=== Stated goal ===
Turn the records below into a Markdown table with two columns, Row and Line, putting each line in its own numbered row and skipping blank lines. Leave the pictures out.

=== Exercise data ===
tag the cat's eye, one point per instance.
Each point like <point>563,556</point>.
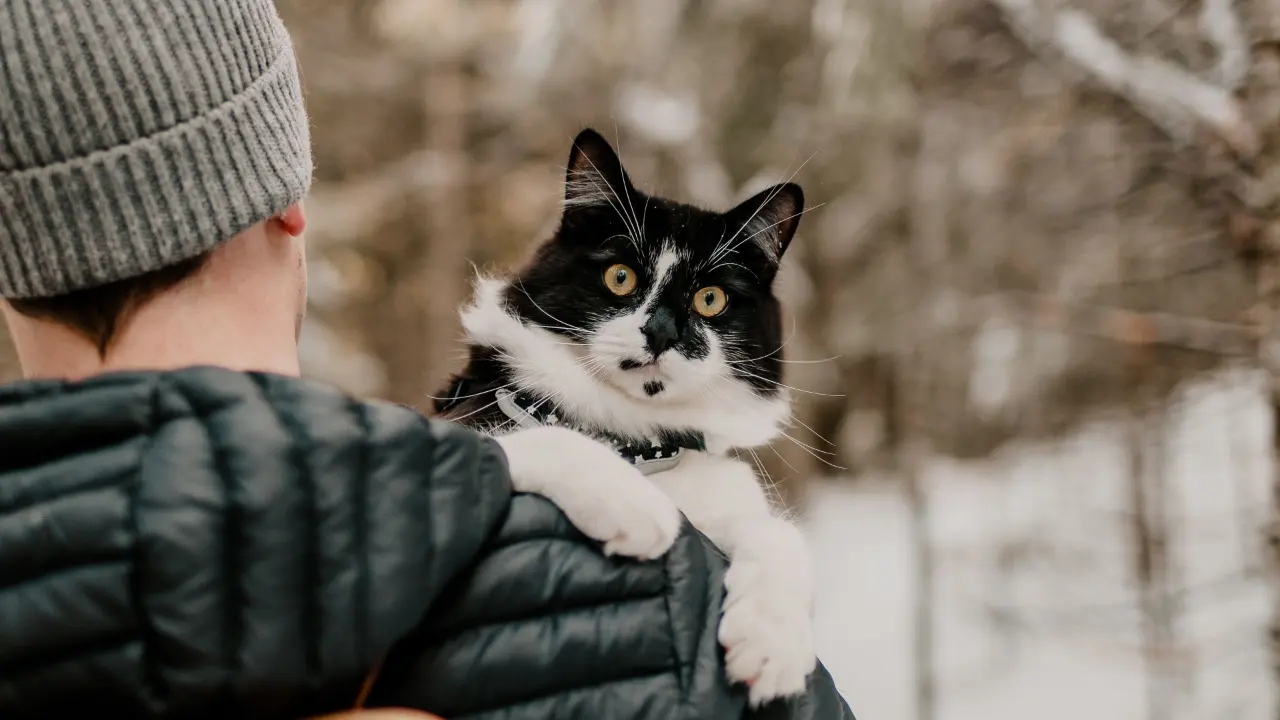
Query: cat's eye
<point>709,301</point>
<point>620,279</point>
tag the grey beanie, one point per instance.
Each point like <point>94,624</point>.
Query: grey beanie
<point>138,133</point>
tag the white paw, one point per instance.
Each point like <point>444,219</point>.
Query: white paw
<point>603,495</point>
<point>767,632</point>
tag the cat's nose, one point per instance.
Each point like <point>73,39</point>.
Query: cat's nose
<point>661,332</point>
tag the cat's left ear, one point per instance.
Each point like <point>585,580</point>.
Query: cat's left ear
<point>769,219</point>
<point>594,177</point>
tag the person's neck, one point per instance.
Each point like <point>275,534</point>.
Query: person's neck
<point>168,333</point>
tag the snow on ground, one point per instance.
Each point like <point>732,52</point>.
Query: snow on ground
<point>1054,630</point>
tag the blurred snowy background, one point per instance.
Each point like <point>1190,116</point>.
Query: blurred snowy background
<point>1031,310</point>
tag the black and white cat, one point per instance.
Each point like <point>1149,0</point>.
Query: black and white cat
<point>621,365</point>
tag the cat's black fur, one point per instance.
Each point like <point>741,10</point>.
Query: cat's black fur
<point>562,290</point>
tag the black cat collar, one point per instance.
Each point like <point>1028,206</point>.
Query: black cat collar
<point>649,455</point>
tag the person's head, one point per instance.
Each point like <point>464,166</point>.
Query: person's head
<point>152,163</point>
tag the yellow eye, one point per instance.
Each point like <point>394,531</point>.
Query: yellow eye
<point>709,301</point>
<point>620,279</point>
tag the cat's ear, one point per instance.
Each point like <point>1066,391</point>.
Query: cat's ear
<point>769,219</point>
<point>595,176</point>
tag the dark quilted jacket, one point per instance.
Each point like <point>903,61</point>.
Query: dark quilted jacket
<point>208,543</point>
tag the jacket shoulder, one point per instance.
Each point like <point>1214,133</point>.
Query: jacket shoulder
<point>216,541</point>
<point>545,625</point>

=== Answer to this task ===
| Row | Line |
|---|---|
| 1 | tag the cat's eye, one point per instance. |
| 2 | Each point like <point>563,556</point>. |
| 3 | Query: cat's eye |
| 4 | <point>709,301</point> |
| 5 | <point>620,279</point> |
| 6 | tag the grey beanie, one point per instance. |
| 7 | Each point like <point>94,624</point>. |
| 8 | Query: grey beanie |
| 9 | <point>138,133</point> |
| 10 | tag the white paw, one point per instance. |
| 11 | Each point like <point>444,219</point>. |
| 12 | Query: white paw |
| 13 | <point>603,495</point> |
| 14 | <point>767,632</point> |
| 15 | tag the cat's nose, one point per instance. |
| 16 | Each point like <point>73,39</point>. |
| 17 | Query: cat's nose |
| 18 | <point>661,332</point> |
| 19 | tag the cat's left ear, one point per instance. |
| 20 | Each point like <point>585,580</point>. |
| 21 | Query: cat's left ear |
| 22 | <point>769,219</point> |
| 23 | <point>594,177</point> |
| 24 | tag the person's neck, one point per instance. |
| 25 | Each point like <point>275,534</point>. |
| 26 | Query: person's neck |
| 27 | <point>168,333</point> |
| 28 | tag the snow on ground, one point per instance. |
| 29 | Each point like <point>732,52</point>. |
| 30 | Query: snow on ground |
| 31 | <point>1054,630</point> |
| 32 | tag the blurred snowy background, one point per instance. |
| 33 | Each point like <point>1190,116</point>. |
| 34 | Query: blurred snowy background |
| 35 | <point>1031,310</point> |
| 36 | tag the black and white cat, one point per instance. |
| 37 | Each point like <point>1149,0</point>. |
| 38 | Query: black and white cat |
| 39 | <point>621,365</point> |
| 40 | tag the cat's black fur, one point per instance. |
| 41 | Each point like <point>741,10</point>. |
| 42 | Query: cat's black fur |
| 43 | <point>562,290</point> |
| 44 | tag the black cat collar, one point per instance. |
| 45 | Each point like <point>1028,206</point>. |
| 46 | Query: black cat collar |
| 47 | <point>649,455</point> |
| 48 | tag the person's head, one point per instance. |
| 49 | Each point like <point>464,166</point>. |
| 50 | Query: person's head |
| 51 | <point>152,163</point> |
| 52 | tag the yellow eye, one point per instance. |
| 53 | Each point like <point>394,531</point>. |
| 54 | Query: yellow eye |
| 55 | <point>709,301</point> |
| 56 | <point>620,279</point> |
| 57 | tag the cat's ear, one point per instance. |
| 58 | Each point like <point>1066,391</point>. |
| 59 | Query: cat's ear |
| 60 | <point>769,219</point> |
| 61 | <point>595,176</point> |
| 62 | tag the dark quilted jacket, one point per instance. |
| 63 | Each point like <point>903,61</point>. |
| 64 | Query: dark quilted jacket |
| 65 | <point>208,543</point> |
| 66 | tag the jacket shoulder, one point per instance. |
| 67 | Each point like <point>1214,133</point>. |
| 68 | Query: jacket shoulder |
| 69 | <point>216,541</point> |
| 70 | <point>545,625</point> |